====== INFORMATION GIVEN
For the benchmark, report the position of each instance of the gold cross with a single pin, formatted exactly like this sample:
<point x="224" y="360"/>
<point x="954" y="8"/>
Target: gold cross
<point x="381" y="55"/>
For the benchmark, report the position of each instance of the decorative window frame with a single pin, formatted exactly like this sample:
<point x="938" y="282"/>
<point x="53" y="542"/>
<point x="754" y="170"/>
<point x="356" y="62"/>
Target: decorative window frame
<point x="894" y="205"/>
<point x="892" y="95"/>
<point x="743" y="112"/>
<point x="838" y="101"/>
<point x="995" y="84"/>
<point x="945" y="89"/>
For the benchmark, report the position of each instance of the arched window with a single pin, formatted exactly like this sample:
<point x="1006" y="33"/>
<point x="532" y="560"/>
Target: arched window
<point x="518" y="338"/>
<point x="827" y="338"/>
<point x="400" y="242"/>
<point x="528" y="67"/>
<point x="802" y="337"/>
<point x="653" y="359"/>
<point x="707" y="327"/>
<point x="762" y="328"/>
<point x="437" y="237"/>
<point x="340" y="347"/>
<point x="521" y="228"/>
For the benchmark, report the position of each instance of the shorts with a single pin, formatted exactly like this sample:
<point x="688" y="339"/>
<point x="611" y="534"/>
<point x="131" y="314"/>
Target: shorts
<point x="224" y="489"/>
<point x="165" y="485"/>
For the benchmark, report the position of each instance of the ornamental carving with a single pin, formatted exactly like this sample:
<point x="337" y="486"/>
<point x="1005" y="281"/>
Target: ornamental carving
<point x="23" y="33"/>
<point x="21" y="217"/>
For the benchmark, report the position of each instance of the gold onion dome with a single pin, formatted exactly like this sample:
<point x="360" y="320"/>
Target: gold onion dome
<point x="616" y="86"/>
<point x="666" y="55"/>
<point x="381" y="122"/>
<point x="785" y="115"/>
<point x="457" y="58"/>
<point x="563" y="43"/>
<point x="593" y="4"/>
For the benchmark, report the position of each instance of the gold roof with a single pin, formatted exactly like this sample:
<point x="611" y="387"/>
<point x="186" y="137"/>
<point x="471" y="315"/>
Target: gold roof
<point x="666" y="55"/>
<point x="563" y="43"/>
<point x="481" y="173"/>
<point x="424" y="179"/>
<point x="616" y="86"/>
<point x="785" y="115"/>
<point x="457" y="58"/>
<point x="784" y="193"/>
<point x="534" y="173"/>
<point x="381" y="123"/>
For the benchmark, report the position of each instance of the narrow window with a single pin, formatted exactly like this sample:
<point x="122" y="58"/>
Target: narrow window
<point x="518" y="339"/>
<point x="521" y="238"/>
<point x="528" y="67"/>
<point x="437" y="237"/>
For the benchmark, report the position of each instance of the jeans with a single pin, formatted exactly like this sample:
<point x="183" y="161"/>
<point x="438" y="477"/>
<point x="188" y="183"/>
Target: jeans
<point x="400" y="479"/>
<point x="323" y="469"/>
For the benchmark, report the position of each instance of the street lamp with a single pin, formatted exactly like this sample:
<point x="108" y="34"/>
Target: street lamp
============
*INSTRUCTION:*
Write out all of the records above exactly as they appear.

*TASK SOLUTION:*
For the benchmark, report the position of each instance of the gold cross with a single pin, formatted exactly like this sample:
<point x="224" y="360"/>
<point x="954" y="8"/>
Target: gold cross
<point x="381" y="55"/>
For the benchmark, report the position of each instance of the decorative window frame with a single pin, formatted exactly like this sample:
<point x="938" y="282"/>
<point x="53" y="542"/>
<point x="754" y="170"/>
<point x="356" y="62"/>
Target: decorative window frame
<point x="894" y="205"/>
<point x="892" y="95"/>
<point x="743" y="112"/>
<point x="838" y="101"/>
<point x="995" y="84"/>
<point x="945" y="89"/>
For the benchmark, report the position of each instance of the arched window with a single pin, formatted exactly like this sample:
<point x="1006" y="33"/>
<point x="532" y="560"/>
Target: arched window
<point x="518" y="338"/>
<point x="827" y="338"/>
<point x="400" y="242"/>
<point x="528" y="67"/>
<point x="802" y="337"/>
<point x="653" y="359"/>
<point x="707" y="327"/>
<point x="762" y="328"/>
<point x="437" y="237"/>
<point x="340" y="347"/>
<point x="521" y="228"/>
For the benchmark, report the position of each instance of the shorts with a single pin, formatted exactly like this sample:
<point x="688" y="339"/>
<point x="611" y="534"/>
<point x="131" y="314"/>
Target: shorts
<point x="224" y="489"/>
<point x="165" y="485"/>
For the benchmark, report the position of each instance of the ornamental carving with a single pin, formatted exactly like this sample:
<point x="337" y="486"/>
<point x="1005" y="281"/>
Target: ornamental carving
<point x="23" y="33"/>
<point x="21" y="217"/>
For the benchmark, report the position of each instance of the gold onion dome with a single pin, formatted exactly like this sample:
<point x="360" y="320"/>
Target: gold onion dome
<point x="616" y="86"/>
<point x="666" y="55"/>
<point x="381" y="122"/>
<point x="785" y="115"/>
<point x="457" y="58"/>
<point x="563" y="43"/>
<point x="593" y="4"/>
For the benchmark, report the position of each instance of the gold roof with a single pin, formatted exactly like this sample:
<point x="611" y="387"/>
<point x="186" y="137"/>
<point x="471" y="315"/>
Target: gold roof
<point x="666" y="55"/>
<point x="563" y="43"/>
<point x="481" y="173"/>
<point x="424" y="179"/>
<point x="616" y="86"/>
<point x="785" y="115"/>
<point x="457" y="58"/>
<point x="784" y="193"/>
<point x="534" y="173"/>
<point x="381" y="123"/>
For the benchmark, report the position of each instance of the narrow window with a single pin, formatted exactly like this sample:
<point x="122" y="58"/>
Target: narrow window
<point x="518" y="339"/>
<point x="521" y="238"/>
<point x="528" y="67"/>
<point x="437" y="237"/>
For the benchmark, report the position of each instance of the jeans with a single pin, formatted exactly like this sample:
<point x="183" y="161"/>
<point x="438" y="477"/>
<point x="188" y="183"/>
Target: jeans
<point x="400" y="479"/>
<point x="323" y="469"/>
For the benchmark, report the position of each instance of the street lamp with a single pin, formatted exactly like this sample:
<point x="108" y="34"/>
Target: street lamp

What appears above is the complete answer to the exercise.